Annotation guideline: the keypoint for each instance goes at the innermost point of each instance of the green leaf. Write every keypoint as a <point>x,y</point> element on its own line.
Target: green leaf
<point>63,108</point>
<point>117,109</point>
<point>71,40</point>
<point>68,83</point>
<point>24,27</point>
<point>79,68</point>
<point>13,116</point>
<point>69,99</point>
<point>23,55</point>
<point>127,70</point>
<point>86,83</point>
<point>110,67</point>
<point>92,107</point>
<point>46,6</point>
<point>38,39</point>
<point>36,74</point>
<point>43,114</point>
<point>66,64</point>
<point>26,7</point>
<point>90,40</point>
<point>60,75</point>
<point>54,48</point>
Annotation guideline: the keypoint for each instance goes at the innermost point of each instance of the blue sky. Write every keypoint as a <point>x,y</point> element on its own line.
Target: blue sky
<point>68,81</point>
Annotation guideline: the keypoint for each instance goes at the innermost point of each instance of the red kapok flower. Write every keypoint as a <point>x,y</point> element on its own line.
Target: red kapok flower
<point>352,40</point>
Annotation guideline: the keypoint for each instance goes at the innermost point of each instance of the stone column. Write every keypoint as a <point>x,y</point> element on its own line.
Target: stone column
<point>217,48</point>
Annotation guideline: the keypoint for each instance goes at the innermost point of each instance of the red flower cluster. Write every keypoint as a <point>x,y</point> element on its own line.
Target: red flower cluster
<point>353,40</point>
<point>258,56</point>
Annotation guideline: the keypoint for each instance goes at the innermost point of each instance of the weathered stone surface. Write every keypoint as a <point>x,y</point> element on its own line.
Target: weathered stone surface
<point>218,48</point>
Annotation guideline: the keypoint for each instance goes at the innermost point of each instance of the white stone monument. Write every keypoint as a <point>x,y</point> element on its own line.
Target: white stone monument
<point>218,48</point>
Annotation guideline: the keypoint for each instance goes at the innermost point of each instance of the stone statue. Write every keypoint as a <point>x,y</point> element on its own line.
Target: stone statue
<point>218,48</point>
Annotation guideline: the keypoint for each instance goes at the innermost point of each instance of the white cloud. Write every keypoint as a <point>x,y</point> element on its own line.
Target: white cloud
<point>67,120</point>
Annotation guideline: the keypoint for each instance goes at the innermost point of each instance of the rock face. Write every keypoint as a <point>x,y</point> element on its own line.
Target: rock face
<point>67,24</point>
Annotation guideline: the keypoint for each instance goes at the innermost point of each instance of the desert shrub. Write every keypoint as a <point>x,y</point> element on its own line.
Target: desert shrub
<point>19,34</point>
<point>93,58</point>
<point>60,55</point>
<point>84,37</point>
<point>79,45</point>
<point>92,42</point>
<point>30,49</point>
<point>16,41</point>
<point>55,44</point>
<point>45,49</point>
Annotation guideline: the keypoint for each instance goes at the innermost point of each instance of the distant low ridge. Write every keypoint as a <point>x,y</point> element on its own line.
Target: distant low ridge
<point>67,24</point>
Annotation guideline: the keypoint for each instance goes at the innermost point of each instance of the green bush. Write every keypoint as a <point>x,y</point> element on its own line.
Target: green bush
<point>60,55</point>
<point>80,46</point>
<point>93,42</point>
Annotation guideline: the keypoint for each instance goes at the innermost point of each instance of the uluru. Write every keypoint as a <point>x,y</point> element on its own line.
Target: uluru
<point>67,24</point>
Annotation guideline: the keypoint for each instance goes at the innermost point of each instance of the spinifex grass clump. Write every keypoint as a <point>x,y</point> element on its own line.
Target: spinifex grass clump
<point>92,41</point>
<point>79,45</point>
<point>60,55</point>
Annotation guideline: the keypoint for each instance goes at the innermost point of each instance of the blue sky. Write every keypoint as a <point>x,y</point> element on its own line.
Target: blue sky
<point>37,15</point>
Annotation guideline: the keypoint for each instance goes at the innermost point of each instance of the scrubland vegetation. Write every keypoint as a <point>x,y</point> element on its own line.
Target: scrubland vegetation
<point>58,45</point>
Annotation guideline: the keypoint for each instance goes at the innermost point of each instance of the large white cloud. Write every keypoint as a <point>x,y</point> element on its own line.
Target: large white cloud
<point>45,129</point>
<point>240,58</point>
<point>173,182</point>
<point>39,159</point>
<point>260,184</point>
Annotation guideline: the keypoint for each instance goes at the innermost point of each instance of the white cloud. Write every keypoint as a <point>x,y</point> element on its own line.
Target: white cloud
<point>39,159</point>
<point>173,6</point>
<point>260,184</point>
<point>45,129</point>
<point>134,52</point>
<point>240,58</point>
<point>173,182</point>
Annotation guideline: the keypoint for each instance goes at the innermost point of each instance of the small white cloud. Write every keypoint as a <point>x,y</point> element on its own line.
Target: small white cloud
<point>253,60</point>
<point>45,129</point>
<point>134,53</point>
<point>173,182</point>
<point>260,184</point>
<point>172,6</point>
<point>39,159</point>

Problem details:
Reproduce every entry above. Make each line identical to the original.

Task output:
Annotation guideline: the keypoint for each instance goes at the innermost point of each instance of the green leaf. Write every keypoint as a <point>x,y</point> element on its own line.
Target: green leaf
<point>63,108</point>
<point>117,109</point>
<point>71,40</point>
<point>68,83</point>
<point>24,27</point>
<point>79,68</point>
<point>13,116</point>
<point>69,99</point>
<point>23,55</point>
<point>127,70</point>
<point>86,83</point>
<point>110,67</point>
<point>92,107</point>
<point>46,6</point>
<point>38,39</point>
<point>36,74</point>
<point>43,114</point>
<point>66,64</point>
<point>26,7</point>
<point>90,40</point>
<point>60,75</point>
<point>54,48</point>
Annotation guideline: the keypoint for each instance goes at the innermost point of each instance of the blue sky. Write every keypoint as a <point>x,y</point> element on its own line.
Target: blue sky
<point>68,81</point>
Annotation guideline: the keypoint for each instance goes at the innermost point of each instance of the red kapok flower. Write every keypoint as a <point>x,y</point> element on its own line.
Target: red kapok flower
<point>352,40</point>
Annotation guideline: the keypoint for each instance goes at the innermost point of each instance of the stone column. Write every keypoint as a <point>x,y</point> element on its own line.
Target: stone column
<point>217,48</point>
Annotation guideline: the keypoint for each instance goes at the innermost point of each instance of the red flower cluster. Write every keypoint as a <point>x,y</point> element on its own line.
Target: red flower cluster
<point>353,40</point>
<point>258,56</point>
Annotation guideline: the keypoint for each instance goes at the innermost point of each instance of the weathered stone surface. Write every keypoint as a <point>x,y</point> element on its own line.
Target: weathered stone surface
<point>218,48</point>
Annotation guideline: the keypoint for each instance goes at the innermost point of each instance of the white stone monument. Write every keypoint as a <point>x,y</point> element on its own line.
Target: white stone monument
<point>218,48</point>
Annotation guideline: the keypoint for each instance goes at the innermost point of each instance of the stone statue. Write every keypoint as a <point>x,y</point> element on its own line.
Target: stone statue
<point>218,48</point>
Annotation guideline: the keypoint for each instance goes at the innermost point of each instance of the white cloud. Write every keypoint as a <point>x,y</point> element on its own line.
Target: white cloud
<point>67,120</point>
Annotation guideline: the keypoint for each instance goes at the innermost point of each instance of the rock face. Write every keypoint as a <point>x,y</point> element on its own line.
Target: rock face
<point>67,24</point>
Annotation guideline: the keypoint for each instance goes at the innermost point of each instance of the desert shrub. Write every keypoint as a <point>x,y</point> element on its own line.
Target: desert shrub
<point>19,34</point>
<point>93,58</point>
<point>60,55</point>
<point>84,37</point>
<point>79,45</point>
<point>92,42</point>
<point>30,49</point>
<point>16,41</point>
<point>55,44</point>
<point>45,49</point>
Annotation guideline: the keypoint for each instance goes at the innermost point of each instance of the distant low ridge. Write every keypoint as a <point>x,y</point> element on its own line.
Target: distant low ridge
<point>67,24</point>
Annotation guideline: the keypoint for each instance goes at the innermost point of each instance of the green bush. Write every keypoint as a <point>x,y</point> element on its own line.
Target: green bush
<point>60,55</point>
<point>80,46</point>
<point>93,42</point>
Annotation guideline: the keypoint for each instance goes at the innermost point of each instance of the uluru. Write every keypoint as a <point>x,y</point> element on its own line.
Target: uluru
<point>67,24</point>
Annotation guideline: the keypoint for each instance goes at the innermost point of each instance of the spinifex grass clump. Write every keypoint as a <point>x,y</point> element on its own line.
Target: spinifex grass clump
<point>92,41</point>
<point>79,45</point>
<point>60,55</point>
Annotation guideline: the keypoint for each instance goes at the innermost point of each instance of the blue sky. Write every keypoint as a <point>x,y</point> element on its own line.
Target: blue sky
<point>37,15</point>
Annotation guideline: the keypoint for each instance goes at the innermost point of each instance of the scrubland vegetation. Write every keypoint as a <point>x,y</point> element on its own line.
Target: scrubland vegetation
<point>58,45</point>
Annotation guideline: the keypoint for each instance goes at the innermost point of each instance of the large white cloud. Write every keypoint as a <point>x,y</point> element on its own line.
Target: large white cloud
<point>45,129</point>
<point>240,58</point>
<point>173,182</point>
<point>39,159</point>
<point>260,184</point>
Annotation guideline: the keypoint for each instance goes at the innermost point of each instance of the white cloud. Write every keypoint as a <point>x,y</point> element on its own line.
Target: white cloud
<point>39,159</point>
<point>173,6</point>
<point>260,184</point>
<point>45,129</point>
<point>134,52</point>
<point>240,58</point>
<point>173,182</point>
Annotation guideline: the keypoint for each instance goes at the innermost point of each instance of the small white cloud. Write every keypoint as a <point>x,y</point> element on its own line.
Target: small white cloud
<point>253,60</point>
<point>45,129</point>
<point>134,53</point>
<point>173,182</point>
<point>260,184</point>
<point>172,6</point>
<point>39,159</point>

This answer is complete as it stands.